(Part of a data file)
-- start --
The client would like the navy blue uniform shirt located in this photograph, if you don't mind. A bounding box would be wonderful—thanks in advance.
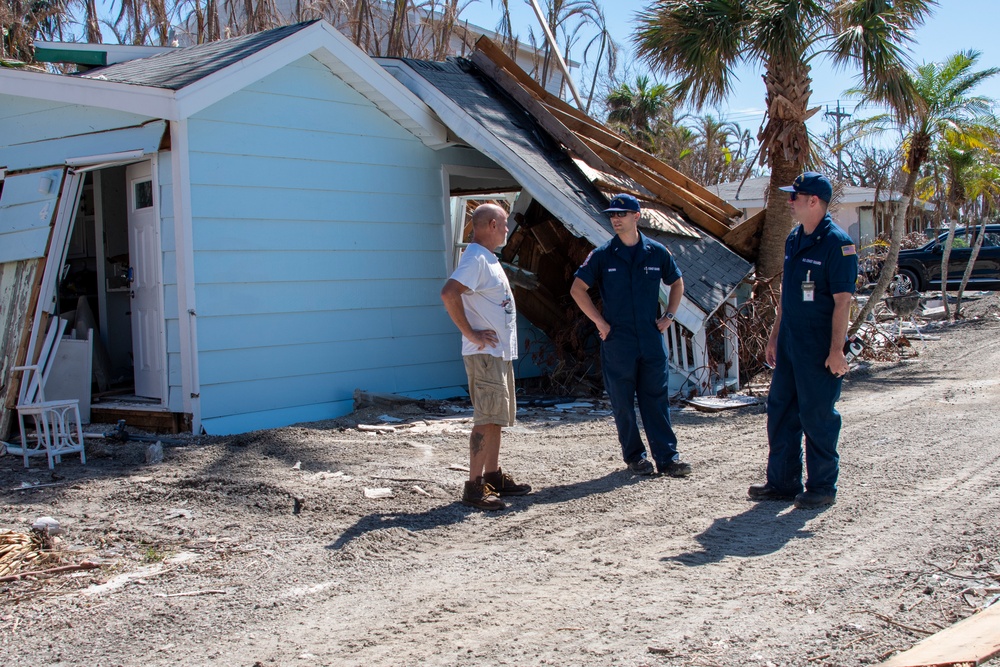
[781,214,858,330]
[576,232,681,356]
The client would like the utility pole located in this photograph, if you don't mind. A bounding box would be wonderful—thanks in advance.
[825,100,851,181]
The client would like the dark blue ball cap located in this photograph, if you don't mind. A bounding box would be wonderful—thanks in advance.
[604,195,640,213]
[778,171,833,204]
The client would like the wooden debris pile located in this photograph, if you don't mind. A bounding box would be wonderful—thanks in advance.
[0,530,58,581]
[470,36,763,264]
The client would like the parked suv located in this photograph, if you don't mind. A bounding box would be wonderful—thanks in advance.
[896,225,1000,292]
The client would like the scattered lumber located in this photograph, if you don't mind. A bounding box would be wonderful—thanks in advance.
[0,560,101,582]
[471,37,742,239]
[354,389,426,410]
[879,604,1000,667]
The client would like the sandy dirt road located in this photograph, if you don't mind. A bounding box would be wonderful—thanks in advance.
[0,304,1000,667]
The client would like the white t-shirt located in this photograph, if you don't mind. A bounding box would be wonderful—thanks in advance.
[451,243,517,360]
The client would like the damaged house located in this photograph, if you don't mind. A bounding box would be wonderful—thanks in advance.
[0,21,756,434]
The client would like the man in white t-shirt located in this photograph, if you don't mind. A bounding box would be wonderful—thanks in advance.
[441,204,531,510]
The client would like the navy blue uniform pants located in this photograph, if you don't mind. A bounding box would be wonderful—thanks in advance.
[601,342,679,467]
[767,325,843,496]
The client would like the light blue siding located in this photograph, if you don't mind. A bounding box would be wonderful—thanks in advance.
[0,95,159,171]
[189,58,476,433]
[0,169,63,263]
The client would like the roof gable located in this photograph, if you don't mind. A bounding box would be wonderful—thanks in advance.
[82,21,316,90]
[385,58,752,314]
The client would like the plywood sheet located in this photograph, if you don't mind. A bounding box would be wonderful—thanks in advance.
[879,604,1000,667]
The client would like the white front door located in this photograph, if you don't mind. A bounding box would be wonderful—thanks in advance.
[125,161,164,399]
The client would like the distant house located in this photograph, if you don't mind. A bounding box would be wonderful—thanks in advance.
[0,21,751,434]
[709,178,933,247]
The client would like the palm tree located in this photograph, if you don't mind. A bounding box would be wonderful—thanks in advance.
[606,76,673,152]
[852,51,1000,331]
[944,133,1000,319]
[634,0,934,278]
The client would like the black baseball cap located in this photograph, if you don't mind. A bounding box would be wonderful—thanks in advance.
[778,171,833,204]
[604,195,640,213]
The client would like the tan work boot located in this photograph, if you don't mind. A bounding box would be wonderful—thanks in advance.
[462,477,507,510]
[483,468,531,498]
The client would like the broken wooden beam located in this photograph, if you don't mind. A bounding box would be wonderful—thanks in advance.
[473,36,742,224]
[471,51,610,175]
[354,389,426,410]
[550,107,743,220]
[722,209,767,263]
[584,138,729,239]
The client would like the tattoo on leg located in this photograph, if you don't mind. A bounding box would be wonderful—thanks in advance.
[469,433,484,456]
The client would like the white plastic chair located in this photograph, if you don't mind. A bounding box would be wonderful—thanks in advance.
[12,317,87,468]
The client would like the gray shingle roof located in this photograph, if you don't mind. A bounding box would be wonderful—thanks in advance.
[79,21,315,90]
[405,58,752,313]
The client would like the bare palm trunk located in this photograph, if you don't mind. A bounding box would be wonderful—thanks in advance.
[757,62,819,278]
[850,169,917,334]
[941,208,958,321]
[757,156,799,278]
[955,220,986,319]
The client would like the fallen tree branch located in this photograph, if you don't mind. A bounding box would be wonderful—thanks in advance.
[869,611,934,635]
[153,590,228,598]
[0,560,101,582]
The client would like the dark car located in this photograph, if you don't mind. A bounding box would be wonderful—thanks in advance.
[896,225,1000,292]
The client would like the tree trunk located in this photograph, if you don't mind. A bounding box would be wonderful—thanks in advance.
[850,165,919,334]
[941,207,958,322]
[955,218,986,319]
[757,156,800,278]
[757,59,819,278]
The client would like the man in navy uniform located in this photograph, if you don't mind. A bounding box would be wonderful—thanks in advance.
[570,195,691,477]
[748,171,858,509]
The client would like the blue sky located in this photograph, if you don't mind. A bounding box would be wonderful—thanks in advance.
[461,0,1000,137]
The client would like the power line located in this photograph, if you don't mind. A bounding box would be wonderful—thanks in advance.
[825,100,851,181]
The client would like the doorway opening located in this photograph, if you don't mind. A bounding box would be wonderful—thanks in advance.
[56,161,166,412]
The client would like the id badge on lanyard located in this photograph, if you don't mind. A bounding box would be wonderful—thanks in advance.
[802,271,816,301]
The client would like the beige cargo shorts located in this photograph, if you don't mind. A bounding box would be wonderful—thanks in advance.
[463,354,517,426]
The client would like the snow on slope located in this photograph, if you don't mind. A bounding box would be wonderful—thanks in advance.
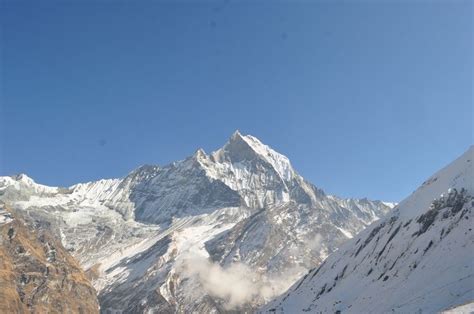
[262,147,474,313]
[0,132,391,312]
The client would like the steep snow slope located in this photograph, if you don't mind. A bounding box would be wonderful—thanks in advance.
[263,147,474,313]
[0,132,391,312]
[0,202,99,313]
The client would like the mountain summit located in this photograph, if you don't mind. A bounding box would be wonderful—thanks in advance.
[0,131,391,312]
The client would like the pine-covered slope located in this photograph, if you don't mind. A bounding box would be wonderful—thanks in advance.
[0,132,391,312]
[262,147,474,313]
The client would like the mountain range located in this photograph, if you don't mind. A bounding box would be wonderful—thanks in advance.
[0,131,392,313]
[261,146,474,313]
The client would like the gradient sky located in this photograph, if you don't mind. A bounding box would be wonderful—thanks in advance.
[0,0,474,201]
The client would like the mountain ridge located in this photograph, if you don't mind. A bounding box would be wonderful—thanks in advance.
[0,132,391,312]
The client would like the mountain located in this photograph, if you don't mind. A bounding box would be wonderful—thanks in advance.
[262,147,474,313]
[0,131,393,312]
[0,204,99,313]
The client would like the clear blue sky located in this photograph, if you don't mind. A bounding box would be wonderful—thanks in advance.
[0,0,473,201]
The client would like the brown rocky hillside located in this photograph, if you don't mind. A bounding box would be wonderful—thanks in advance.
[0,204,99,314]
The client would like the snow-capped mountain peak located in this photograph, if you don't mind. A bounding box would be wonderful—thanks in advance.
[0,132,391,312]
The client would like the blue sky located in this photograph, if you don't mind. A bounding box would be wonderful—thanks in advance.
[0,0,474,201]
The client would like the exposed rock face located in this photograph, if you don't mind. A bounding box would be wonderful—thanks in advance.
[0,132,392,312]
[0,204,99,313]
[262,147,474,313]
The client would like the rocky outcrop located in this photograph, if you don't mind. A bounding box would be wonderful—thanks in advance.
[0,205,99,313]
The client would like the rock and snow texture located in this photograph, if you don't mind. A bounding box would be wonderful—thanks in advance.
[0,132,392,312]
[262,147,474,313]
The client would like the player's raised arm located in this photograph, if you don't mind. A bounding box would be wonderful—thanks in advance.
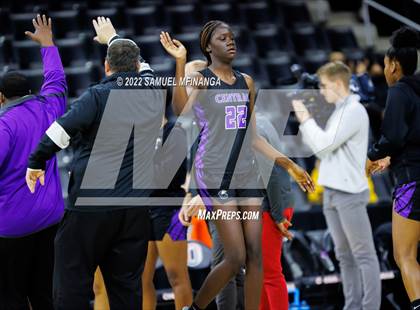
[160,32,202,115]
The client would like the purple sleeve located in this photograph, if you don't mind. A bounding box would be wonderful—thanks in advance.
[40,46,67,118]
[0,122,12,168]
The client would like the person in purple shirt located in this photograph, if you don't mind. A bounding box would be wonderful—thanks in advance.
[0,15,67,310]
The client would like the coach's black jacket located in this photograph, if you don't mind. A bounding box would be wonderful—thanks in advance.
[29,63,164,211]
[368,75,420,184]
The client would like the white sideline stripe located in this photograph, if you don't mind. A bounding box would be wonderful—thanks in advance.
[46,122,70,150]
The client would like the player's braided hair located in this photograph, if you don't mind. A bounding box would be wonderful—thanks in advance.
[386,26,420,75]
[200,20,226,65]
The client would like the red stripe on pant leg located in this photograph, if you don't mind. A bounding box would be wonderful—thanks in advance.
[260,212,291,310]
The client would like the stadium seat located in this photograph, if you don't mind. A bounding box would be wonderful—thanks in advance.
[50,10,81,38]
[241,2,272,29]
[134,35,167,63]
[0,8,12,34]
[10,13,36,40]
[176,32,204,60]
[65,63,96,97]
[86,8,120,29]
[327,27,359,51]
[0,36,11,66]
[165,4,200,33]
[56,38,87,67]
[292,24,329,55]
[274,0,311,27]
[233,55,257,78]
[126,6,161,35]
[252,26,291,57]
[203,3,237,21]
[13,40,42,69]
[262,53,295,86]
[303,50,329,73]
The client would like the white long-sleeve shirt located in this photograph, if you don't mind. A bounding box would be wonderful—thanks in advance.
[299,95,369,193]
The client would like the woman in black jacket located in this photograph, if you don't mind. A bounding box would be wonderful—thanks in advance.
[367,27,420,309]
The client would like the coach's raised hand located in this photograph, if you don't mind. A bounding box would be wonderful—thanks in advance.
[160,31,187,59]
[92,16,117,44]
[25,14,54,46]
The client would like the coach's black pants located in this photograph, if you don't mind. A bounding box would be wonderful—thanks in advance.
[0,225,57,310]
[53,207,150,310]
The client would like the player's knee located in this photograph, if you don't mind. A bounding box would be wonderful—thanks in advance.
[224,253,245,275]
[246,245,262,266]
[394,245,416,268]
[166,269,184,287]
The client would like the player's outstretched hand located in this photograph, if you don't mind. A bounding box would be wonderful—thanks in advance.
[26,168,45,194]
[160,31,187,60]
[25,14,54,46]
[92,16,117,44]
[287,164,315,192]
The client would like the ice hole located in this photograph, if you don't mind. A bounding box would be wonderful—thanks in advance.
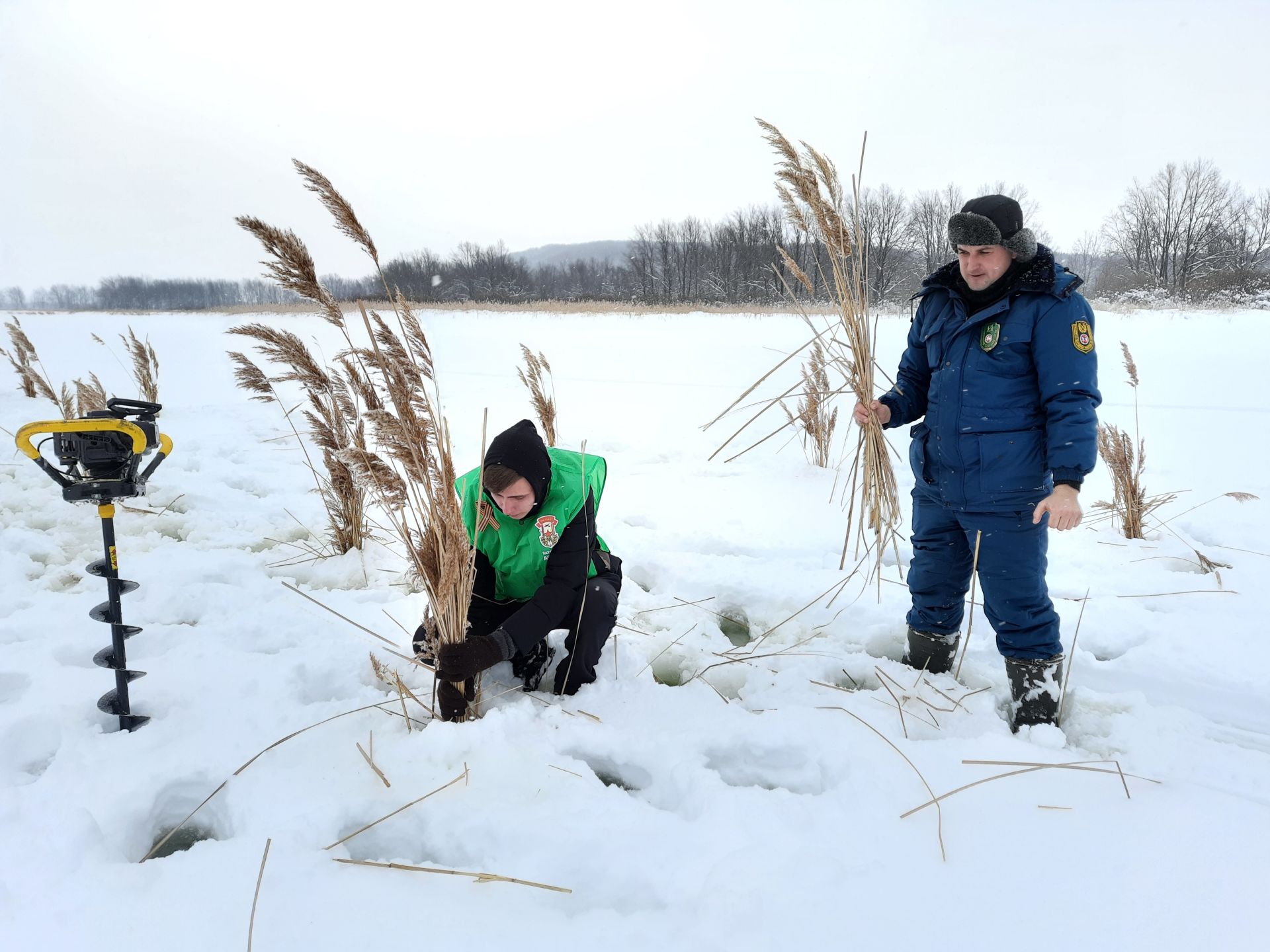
[653,655,687,688]
[150,822,220,859]
[719,606,753,647]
-- end --
Work to be completed
Rewrite the entries from the line containing "The client would like the doorway" through the line containing "[261,146,474,313]", requests included, shifting every bounding box coordinate in the answers up by 142. Leave the pictures out.

Reply to the exercise
The client would like the doorway opening located in this photograph, if you don't mind. A bounding box would be wonderful—thanks in advance.
[198,303,308,554]
The client would like the id badge on lanyard located in this photograph, if you don't mind. A bounding box would be wonderful—thanks in advance.
[944,413,958,443]
The client would like the beige cargo shorts located in this photograph, if you don't mind. A bounding box would be wonderful—thanks in advance.
[605,496,659,568]
The client would like the snow on slope located in this photograph, if you don't mind. A bounding box would be wonderful—thanks in advance.
[404,289,616,455]
[142,274,533,454]
The client would like the steep snow slope located in this photograph, if you don't mind. A bounding box would be wonderful—thanks in advance.
[405,289,616,455]
[142,274,533,454]
[142,344,241,455]
The client would like the mountain summit located in this photograph, if you don't mind. A bounding box would be wonderful—thanks in advance.
[142,273,533,454]
The client would like the pine-covered slope located in this photograph, if you don't mind. A bounding box would be wonderful—thanks in advance.
[142,274,533,454]
[404,289,616,455]
The client would like the mountain range located in this photograph, if you don't mind. A bounding box would be wonderful—thanks in advance.
[142,273,534,455]
[403,288,616,455]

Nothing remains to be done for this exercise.